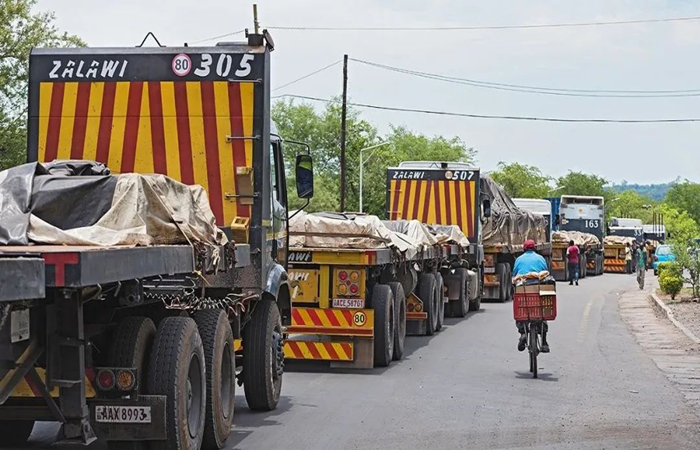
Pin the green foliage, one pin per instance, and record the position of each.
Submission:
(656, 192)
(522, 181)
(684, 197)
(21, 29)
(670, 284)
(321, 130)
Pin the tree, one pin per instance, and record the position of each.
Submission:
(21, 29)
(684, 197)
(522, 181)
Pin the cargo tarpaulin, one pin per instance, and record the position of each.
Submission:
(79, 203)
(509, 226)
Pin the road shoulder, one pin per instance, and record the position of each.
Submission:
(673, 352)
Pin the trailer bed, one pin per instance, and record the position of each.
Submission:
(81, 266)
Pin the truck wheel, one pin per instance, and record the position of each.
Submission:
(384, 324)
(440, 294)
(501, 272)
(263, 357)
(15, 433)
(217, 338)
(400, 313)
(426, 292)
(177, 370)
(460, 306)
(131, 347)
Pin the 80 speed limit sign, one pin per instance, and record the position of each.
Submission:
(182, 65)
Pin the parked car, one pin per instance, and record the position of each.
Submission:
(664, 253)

▸ **Exercise description**:
Copy all lines from the data above that contain the word "each".

▸ **Solution to the problem**:
Pin the green foliage, one pin per instance, and record the position of each.
Pin the tree, one pin per instance, and record the position of each.
Pin the cargo tarpaulin, one pin per instance, and record the position of each.
Pin the road shoulder, one pin per instance, and record the position of each.
Pin the trailer bed, one pin per instance, and record the position of each.
Pin the truck wheel, one pin per instance, and record the position of each.
Pin the 80 speed limit sign, one pin per instance, and record the position of each.
Pin the parked car, one pin per instance, and record the position of each.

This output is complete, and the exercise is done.